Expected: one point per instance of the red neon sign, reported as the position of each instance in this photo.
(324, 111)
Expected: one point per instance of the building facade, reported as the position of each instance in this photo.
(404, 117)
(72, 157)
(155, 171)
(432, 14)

::::

Set task =
Reproduce all the entries above, replacing every "instance" with "occurrence" and leaving everything else unchanged.

Result below =
Expected: one point per occurrence of the red neon sign, reported as the position of each occurrence in this photo.
(324, 111)
Expected: one point per occurrence of the building facade, reported as the position of each occurrence in this photo.
(404, 117)
(72, 157)
(155, 171)
(432, 14)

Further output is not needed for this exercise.